◆ Input rows
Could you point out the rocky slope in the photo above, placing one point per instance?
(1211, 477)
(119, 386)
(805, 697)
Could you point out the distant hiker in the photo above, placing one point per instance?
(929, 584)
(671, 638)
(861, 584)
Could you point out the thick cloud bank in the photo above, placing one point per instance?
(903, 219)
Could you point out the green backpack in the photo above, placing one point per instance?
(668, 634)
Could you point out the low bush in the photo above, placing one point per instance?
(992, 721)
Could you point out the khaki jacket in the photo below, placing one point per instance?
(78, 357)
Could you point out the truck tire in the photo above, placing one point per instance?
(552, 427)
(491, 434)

---

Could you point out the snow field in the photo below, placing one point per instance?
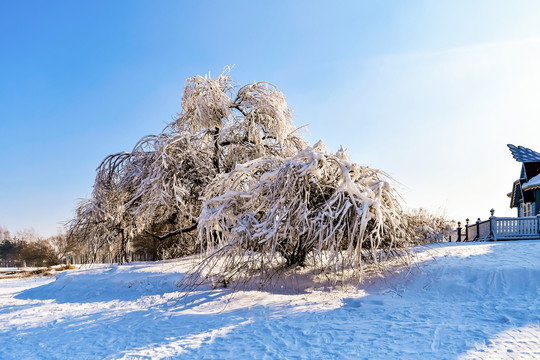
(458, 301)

◆ Requirements
Locate every line above that contains the word "below" and copy each of those lines.

◆ Exercise result
Could you point out the khaki jacket in the photo below, placing one point per instance?
Could you point out the snow field in the photo below, placing one point per instance?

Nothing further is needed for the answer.